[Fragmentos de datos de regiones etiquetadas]
+---+

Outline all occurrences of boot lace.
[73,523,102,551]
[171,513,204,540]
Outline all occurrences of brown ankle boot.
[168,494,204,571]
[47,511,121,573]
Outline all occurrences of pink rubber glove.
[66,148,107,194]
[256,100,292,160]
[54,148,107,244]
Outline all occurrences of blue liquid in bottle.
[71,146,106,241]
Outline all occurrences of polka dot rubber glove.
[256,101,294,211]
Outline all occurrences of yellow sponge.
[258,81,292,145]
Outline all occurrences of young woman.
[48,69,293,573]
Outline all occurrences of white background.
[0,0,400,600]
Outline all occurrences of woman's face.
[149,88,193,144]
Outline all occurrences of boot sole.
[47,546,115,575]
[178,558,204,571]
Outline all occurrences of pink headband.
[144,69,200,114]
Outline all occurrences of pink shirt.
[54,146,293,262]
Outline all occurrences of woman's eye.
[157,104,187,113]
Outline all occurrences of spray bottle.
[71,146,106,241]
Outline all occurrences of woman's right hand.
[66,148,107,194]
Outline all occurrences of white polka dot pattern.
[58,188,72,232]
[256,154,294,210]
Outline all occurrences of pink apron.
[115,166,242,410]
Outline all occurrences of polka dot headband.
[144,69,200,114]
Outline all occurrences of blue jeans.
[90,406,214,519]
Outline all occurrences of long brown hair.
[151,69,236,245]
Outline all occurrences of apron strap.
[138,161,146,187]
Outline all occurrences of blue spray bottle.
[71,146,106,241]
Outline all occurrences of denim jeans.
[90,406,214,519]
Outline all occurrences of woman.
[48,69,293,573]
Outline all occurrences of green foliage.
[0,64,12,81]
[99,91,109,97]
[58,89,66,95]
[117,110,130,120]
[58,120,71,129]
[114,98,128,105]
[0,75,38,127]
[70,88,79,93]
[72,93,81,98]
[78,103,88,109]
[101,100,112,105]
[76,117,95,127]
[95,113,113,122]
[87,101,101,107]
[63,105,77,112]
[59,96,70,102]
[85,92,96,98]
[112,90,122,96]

+---+

Descripción de la tarea:
Reescribe el material desde su comienzo hasta la línea que contiene «[178,558,204,571]», ambas incluidas, y sustituye «rubber glove» por «latex glove» sin alterar nada más.

Resultado:
Outline all occurrences of boot lace.
[73,523,102,551]
[171,513,204,540]
Outline all occurrences of brown ankle boot.
[168,494,204,571]
[47,511,121,573]
Outline all occurrences of pink latex glove.
[66,148,107,194]
[256,100,292,160]
[54,148,107,244]
Outline all occurrences of blue liquid in bottle.
[71,146,106,241]
Outline all occurrences of polka dot latex glove.
[256,101,294,211]
Outline all occurrences of yellow sponge.
[258,81,292,145]
Outline all occurrences of young woman.
[48,69,293,573]
Outline all occurrences of white background.
[0,0,400,600]
Outline all occurrences of woman's face.
[149,88,193,144]
Outline all occurrences of boot sole.
[47,546,115,575]
[178,558,204,571]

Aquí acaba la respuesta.